→ **Directive**
Transcribe exactly the lines from the one containing "[pin] black handbag" through the end of the data, both included. Leave out pictures.

┄┄┄┄┄┄

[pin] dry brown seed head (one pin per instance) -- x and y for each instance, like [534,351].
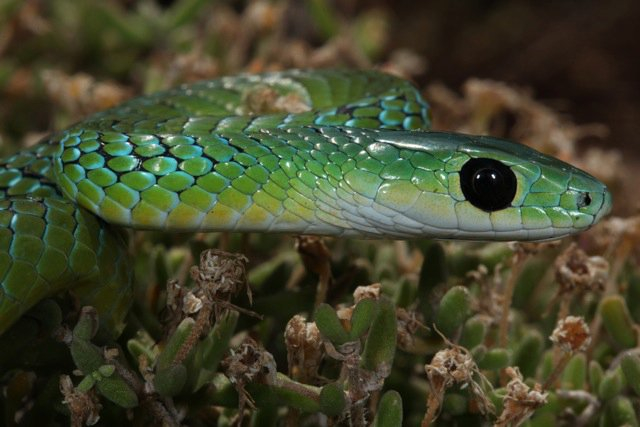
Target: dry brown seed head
[571,334]
[363,292]
[520,401]
[577,272]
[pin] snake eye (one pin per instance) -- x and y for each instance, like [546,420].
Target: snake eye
[488,184]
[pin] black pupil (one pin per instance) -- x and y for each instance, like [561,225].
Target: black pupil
[488,184]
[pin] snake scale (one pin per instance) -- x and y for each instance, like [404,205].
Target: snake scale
[326,152]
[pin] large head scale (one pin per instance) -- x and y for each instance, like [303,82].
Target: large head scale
[497,189]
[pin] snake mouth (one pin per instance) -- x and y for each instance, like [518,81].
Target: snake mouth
[605,208]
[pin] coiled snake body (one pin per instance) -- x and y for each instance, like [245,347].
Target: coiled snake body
[331,152]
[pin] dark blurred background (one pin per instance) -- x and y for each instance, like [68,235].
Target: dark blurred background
[579,57]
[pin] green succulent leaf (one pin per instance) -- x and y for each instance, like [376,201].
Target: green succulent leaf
[454,308]
[631,368]
[118,391]
[175,342]
[617,321]
[363,315]
[330,326]
[170,381]
[380,346]
[332,399]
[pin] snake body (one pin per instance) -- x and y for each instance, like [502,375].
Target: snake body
[331,152]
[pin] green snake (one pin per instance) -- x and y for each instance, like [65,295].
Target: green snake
[333,152]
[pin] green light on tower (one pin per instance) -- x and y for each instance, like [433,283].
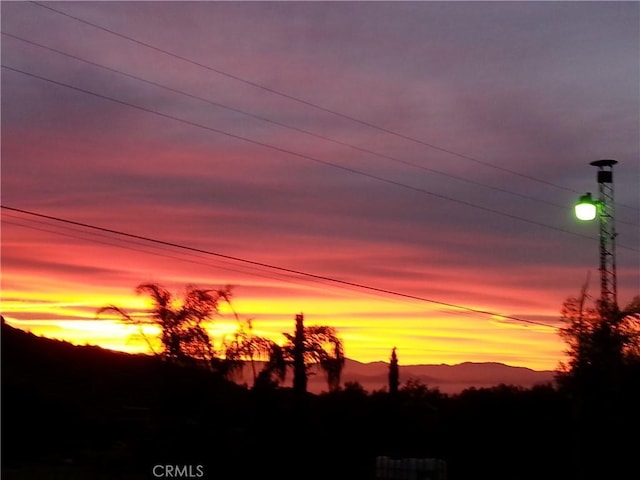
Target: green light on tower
[586,208]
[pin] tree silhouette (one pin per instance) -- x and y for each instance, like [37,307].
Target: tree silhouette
[245,345]
[308,347]
[394,373]
[601,379]
[182,322]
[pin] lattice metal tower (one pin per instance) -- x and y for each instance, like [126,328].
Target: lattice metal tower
[606,219]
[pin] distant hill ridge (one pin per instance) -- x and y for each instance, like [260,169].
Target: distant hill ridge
[372,376]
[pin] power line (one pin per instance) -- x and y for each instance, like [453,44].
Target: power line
[274,267]
[280,124]
[306,102]
[300,155]
[282,277]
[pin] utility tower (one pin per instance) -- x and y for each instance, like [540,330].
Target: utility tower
[604,207]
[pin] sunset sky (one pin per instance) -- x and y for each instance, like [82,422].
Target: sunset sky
[402,171]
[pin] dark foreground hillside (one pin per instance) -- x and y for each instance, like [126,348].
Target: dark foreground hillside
[72,412]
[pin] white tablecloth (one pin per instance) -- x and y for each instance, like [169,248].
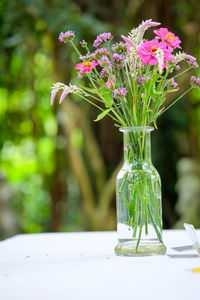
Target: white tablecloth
[62,266]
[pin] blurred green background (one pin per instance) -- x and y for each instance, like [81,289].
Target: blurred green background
[57,166]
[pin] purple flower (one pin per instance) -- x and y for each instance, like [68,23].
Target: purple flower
[104,61]
[102,38]
[67,36]
[120,48]
[120,92]
[103,73]
[118,59]
[171,83]
[83,43]
[99,53]
[191,60]
[88,56]
[142,79]
[195,81]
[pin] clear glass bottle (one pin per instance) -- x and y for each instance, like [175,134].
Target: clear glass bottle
[138,194]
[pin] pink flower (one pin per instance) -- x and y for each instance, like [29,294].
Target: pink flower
[86,66]
[129,43]
[168,37]
[110,83]
[148,51]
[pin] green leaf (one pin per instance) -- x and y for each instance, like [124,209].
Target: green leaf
[102,115]
[106,96]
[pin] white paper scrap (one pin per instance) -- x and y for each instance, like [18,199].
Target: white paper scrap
[193,236]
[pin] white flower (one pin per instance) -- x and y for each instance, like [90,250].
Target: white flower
[160,59]
[136,34]
[67,89]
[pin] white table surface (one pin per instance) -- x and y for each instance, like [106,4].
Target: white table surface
[62,266]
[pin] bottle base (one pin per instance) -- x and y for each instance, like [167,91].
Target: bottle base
[144,249]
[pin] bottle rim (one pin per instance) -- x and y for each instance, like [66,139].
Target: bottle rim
[137,128]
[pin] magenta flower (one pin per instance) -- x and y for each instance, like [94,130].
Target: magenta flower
[148,52]
[86,66]
[102,38]
[67,36]
[195,81]
[129,43]
[168,37]
[121,92]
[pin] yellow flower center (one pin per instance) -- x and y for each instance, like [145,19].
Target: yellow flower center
[196,270]
[170,37]
[86,64]
[154,49]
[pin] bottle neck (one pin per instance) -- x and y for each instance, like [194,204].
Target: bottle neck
[137,146]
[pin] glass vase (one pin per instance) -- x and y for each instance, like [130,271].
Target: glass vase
[138,195]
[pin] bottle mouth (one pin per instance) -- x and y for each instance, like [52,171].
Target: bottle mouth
[137,128]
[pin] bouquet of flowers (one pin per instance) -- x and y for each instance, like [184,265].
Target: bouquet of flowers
[129,81]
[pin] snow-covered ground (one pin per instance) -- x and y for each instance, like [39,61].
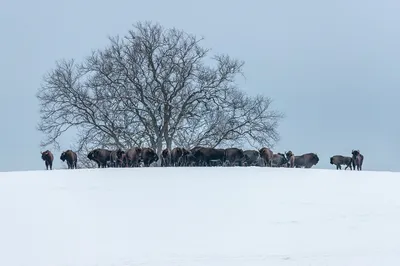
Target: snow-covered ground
[199,216]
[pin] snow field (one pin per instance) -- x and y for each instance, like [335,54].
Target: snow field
[213,216]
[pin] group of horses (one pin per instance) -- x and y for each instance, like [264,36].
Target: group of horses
[202,156]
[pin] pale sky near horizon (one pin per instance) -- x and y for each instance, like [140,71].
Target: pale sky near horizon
[331,66]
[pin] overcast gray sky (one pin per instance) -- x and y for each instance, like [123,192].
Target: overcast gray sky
[331,66]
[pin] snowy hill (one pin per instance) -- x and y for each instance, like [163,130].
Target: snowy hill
[199,216]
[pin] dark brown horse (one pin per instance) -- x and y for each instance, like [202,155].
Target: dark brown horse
[70,157]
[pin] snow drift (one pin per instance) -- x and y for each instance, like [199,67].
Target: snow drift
[199,216]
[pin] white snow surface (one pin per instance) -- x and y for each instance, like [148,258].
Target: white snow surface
[225,216]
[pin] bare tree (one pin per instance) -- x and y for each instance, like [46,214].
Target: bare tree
[153,88]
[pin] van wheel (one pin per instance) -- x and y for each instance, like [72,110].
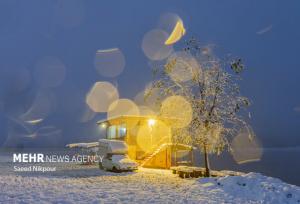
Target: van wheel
[100,166]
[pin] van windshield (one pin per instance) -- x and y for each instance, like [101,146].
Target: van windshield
[118,157]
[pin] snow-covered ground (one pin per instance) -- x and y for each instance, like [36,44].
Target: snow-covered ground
[87,184]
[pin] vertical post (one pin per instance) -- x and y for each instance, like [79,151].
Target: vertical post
[207,167]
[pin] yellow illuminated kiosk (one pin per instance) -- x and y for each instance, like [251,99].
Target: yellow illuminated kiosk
[149,140]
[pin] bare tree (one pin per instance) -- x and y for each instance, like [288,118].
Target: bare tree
[210,85]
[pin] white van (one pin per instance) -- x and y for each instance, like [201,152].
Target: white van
[115,156]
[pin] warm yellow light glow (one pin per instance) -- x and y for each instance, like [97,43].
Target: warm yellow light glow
[149,138]
[151,122]
[178,108]
[103,125]
[176,34]
[122,107]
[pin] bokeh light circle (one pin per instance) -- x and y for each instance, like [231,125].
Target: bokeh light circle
[101,95]
[154,45]
[110,62]
[178,108]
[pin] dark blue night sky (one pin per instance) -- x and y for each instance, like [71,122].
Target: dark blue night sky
[264,33]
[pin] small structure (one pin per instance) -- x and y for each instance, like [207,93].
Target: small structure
[149,140]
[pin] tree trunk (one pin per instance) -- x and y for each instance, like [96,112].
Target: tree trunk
[207,166]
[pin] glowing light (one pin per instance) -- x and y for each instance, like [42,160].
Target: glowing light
[151,122]
[176,34]
[101,96]
[149,138]
[103,125]
[154,46]
[34,121]
[146,111]
[109,62]
[178,108]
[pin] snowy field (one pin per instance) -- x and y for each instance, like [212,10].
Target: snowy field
[87,184]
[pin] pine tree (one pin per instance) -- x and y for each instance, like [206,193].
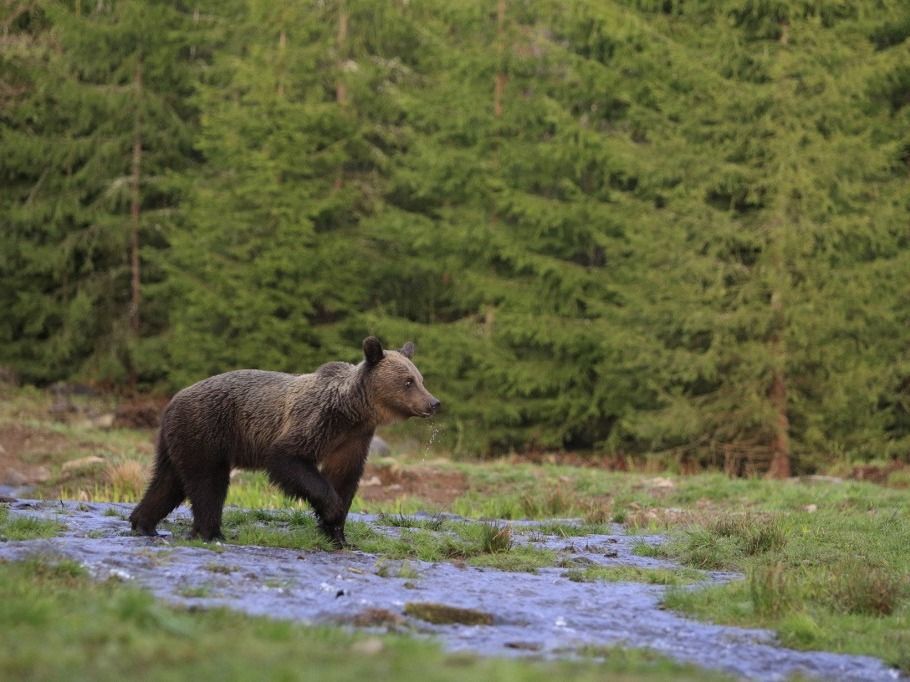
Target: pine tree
[102,119]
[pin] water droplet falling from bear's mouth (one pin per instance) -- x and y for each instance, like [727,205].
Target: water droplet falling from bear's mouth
[435,430]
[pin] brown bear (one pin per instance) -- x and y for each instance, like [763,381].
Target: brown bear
[310,432]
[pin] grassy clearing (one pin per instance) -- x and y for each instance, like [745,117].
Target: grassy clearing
[479,544]
[110,631]
[825,580]
[826,564]
[636,574]
[26,527]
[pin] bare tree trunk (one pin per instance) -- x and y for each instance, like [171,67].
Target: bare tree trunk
[136,291]
[341,88]
[780,444]
[500,84]
[777,393]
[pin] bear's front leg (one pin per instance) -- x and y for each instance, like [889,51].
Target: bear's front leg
[335,533]
[343,469]
[301,479]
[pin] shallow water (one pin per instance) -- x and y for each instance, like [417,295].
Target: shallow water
[542,614]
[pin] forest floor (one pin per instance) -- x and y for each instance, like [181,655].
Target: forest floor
[637,574]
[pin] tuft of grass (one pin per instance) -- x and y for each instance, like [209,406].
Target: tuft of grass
[521,559]
[863,588]
[649,550]
[495,538]
[396,569]
[128,478]
[400,520]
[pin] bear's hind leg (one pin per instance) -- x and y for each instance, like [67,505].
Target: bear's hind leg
[164,493]
[207,494]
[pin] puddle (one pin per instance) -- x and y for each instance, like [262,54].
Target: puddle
[539,614]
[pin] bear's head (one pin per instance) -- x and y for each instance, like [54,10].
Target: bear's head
[395,385]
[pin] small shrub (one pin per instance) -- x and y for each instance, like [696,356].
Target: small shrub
[127,478]
[495,538]
[771,590]
[860,588]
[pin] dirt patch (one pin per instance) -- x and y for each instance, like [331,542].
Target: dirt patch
[442,614]
[140,413]
[388,483]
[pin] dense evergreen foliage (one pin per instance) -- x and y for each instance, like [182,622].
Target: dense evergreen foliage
[632,225]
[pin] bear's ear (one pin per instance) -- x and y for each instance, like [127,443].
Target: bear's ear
[372,350]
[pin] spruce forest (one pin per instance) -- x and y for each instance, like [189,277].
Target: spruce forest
[632,227]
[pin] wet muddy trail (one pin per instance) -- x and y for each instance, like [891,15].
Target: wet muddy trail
[542,614]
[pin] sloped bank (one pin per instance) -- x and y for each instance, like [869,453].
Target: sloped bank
[542,613]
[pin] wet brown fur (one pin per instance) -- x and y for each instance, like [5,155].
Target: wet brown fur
[310,432]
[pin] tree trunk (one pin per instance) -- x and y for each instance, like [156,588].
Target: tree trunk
[136,292]
[282,46]
[500,84]
[780,443]
[341,89]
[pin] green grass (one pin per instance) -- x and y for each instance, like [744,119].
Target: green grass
[111,631]
[832,580]
[26,527]
[478,544]
[636,574]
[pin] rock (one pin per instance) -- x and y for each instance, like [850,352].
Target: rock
[370,647]
[379,447]
[103,421]
[81,463]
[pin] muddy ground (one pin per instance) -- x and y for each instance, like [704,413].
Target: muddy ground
[541,614]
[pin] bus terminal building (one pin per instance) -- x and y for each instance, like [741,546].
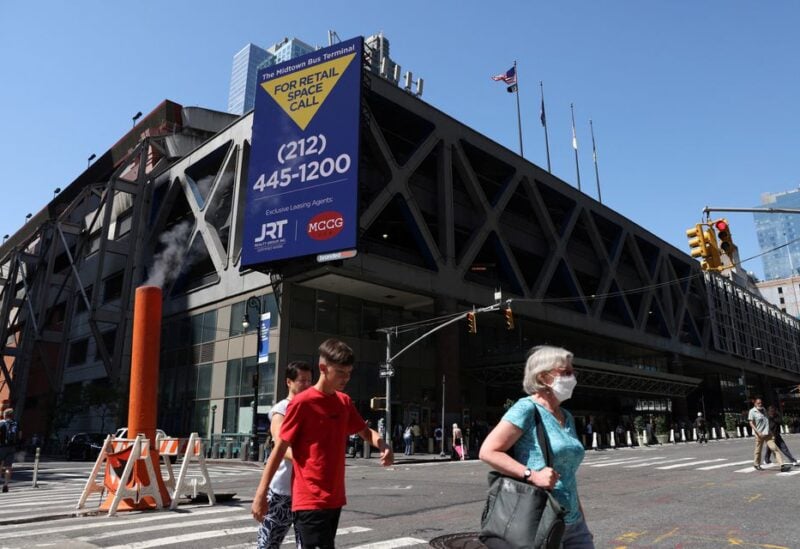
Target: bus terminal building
[440,216]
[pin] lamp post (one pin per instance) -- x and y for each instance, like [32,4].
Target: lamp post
[213,417]
[254,303]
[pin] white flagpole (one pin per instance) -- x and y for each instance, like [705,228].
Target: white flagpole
[575,145]
[519,115]
[594,158]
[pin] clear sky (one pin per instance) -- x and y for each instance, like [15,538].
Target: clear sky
[693,103]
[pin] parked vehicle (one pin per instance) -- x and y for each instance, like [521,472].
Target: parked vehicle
[85,446]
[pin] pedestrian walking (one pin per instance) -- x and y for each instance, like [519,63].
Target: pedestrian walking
[759,423]
[279,496]
[316,426]
[549,379]
[458,442]
[9,442]
[702,431]
[408,440]
[775,422]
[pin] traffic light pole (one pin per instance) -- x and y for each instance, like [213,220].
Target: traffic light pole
[387,370]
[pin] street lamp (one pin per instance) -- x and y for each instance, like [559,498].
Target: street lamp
[213,417]
[254,303]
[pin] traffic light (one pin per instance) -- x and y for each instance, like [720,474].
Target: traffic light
[509,318]
[472,327]
[703,244]
[724,234]
[697,242]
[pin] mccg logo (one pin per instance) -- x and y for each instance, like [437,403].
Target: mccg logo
[325,225]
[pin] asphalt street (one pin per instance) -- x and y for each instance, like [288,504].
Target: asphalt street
[684,495]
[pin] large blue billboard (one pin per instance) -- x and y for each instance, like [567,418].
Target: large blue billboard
[302,183]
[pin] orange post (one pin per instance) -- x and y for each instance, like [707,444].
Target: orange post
[143,399]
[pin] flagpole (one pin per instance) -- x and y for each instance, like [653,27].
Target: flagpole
[543,118]
[594,158]
[575,146]
[519,115]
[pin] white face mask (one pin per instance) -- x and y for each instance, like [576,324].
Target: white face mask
[563,386]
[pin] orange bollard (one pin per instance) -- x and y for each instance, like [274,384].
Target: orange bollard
[143,404]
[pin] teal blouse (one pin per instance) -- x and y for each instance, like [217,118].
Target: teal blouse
[567,450]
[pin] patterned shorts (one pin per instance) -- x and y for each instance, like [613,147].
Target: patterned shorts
[276,522]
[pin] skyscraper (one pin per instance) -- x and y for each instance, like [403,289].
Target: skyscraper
[778,235]
[242,93]
[249,60]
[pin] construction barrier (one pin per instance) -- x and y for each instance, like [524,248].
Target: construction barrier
[193,452]
[129,477]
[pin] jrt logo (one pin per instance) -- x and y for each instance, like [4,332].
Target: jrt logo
[273,230]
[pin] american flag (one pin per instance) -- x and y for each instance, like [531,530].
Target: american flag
[509,77]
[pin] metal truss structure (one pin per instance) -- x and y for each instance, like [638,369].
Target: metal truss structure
[445,213]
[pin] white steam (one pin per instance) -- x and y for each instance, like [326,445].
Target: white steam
[168,262]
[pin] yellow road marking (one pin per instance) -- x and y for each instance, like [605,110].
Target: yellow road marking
[630,536]
[667,535]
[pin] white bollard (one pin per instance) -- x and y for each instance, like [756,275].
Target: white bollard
[36,469]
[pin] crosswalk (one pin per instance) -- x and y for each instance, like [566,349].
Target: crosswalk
[23,511]
[669,463]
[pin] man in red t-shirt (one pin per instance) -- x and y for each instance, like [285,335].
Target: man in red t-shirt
[316,426]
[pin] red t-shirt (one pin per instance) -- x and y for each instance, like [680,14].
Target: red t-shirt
[316,426]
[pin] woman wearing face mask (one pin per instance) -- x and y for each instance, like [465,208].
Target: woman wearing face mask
[549,380]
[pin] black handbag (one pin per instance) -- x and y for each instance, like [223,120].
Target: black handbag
[519,515]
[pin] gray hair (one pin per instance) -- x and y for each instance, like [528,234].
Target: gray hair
[542,359]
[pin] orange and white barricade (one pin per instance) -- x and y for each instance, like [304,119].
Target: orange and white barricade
[120,457]
[192,451]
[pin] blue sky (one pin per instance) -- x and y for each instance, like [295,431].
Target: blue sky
[693,103]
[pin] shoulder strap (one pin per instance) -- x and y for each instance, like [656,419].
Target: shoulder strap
[541,435]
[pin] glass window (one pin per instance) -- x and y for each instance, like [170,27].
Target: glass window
[270,305]
[209,326]
[233,377]
[80,304]
[204,380]
[303,308]
[77,351]
[349,316]
[200,420]
[230,417]
[371,319]
[112,287]
[327,312]
[237,313]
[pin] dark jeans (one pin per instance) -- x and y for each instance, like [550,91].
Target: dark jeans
[318,527]
[783,448]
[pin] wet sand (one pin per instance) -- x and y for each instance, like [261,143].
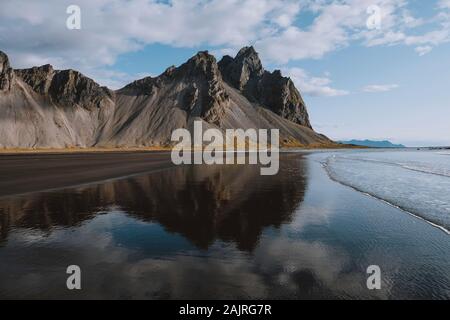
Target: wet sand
[218,232]
[24,173]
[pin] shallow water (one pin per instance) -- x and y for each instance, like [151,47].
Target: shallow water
[218,232]
[416,181]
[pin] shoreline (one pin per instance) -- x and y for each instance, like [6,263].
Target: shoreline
[289,148]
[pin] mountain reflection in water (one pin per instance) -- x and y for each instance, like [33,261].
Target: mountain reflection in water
[202,203]
[211,232]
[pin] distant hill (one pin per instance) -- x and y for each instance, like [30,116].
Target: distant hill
[373,144]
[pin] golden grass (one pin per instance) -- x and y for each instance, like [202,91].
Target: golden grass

┄┄┄┄┄┄

→ **Answer**
[pin] black handbag (one pin per instance) -- x and y for each instance, like [223,120].
Target: black handbag
[519,515]
[pin] gray hair (one pin per instance) -- x and y for each instance, like [528,234].
Target: gray hair
[542,359]
[pin] orange and white barricade (one pin per instance) -- x and y for each instance, like [304,119].
Target: orange and white barricade
[120,457]
[192,451]
[pin] blue sky (one pin per instance) -- x and y for each instance, like [295,431].
Target: blue sky
[693,103]
[pin] shoulder strap (one pin per instance) -- x and y for each instance, like [656,419].
Target: shoulder strap
[541,435]
[pin] glass window (one pin per instance) -- x and y for each instance, like [170,27].
Target: glass window
[270,305]
[209,326]
[233,377]
[80,304]
[204,380]
[303,308]
[77,351]
[349,316]
[200,420]
[230,417]
[371,319]
[112,287]
[327,312]
[237,313]
[pin] dark jeans (one pin per instance) -- x and y for each instance, like [550,91].
Target: dark jeans
[318,527]
[783,448]
[pin] wet sand (one pin per instance) -- x and y for each instance, like [261,143].
Target: wet sand
[218,232]
[24,173]
[pin] shallow water (one pin per instance) -- x and y for each instance, like [151,47].
Target: shallow water
[218,232]
[416,181]
[pin] shoreline (one pin per instance) -- x and y for each instance, like [6,263].
Target: shoreline
[289,148]
[pin] mountain reflection in water (one pin per instance) -- x and y for each instance, like [33,261].
Target: mountain reflection in water
[202,203]
[211,232]
[pin] distant hill (one pin per instance) -- x and y for each instance, like [30,116].
Target: distant hill
[373,144]
[pin] golden grass (one pin per instance) -- x and y for each instance, like [202,91].
Target: golden grass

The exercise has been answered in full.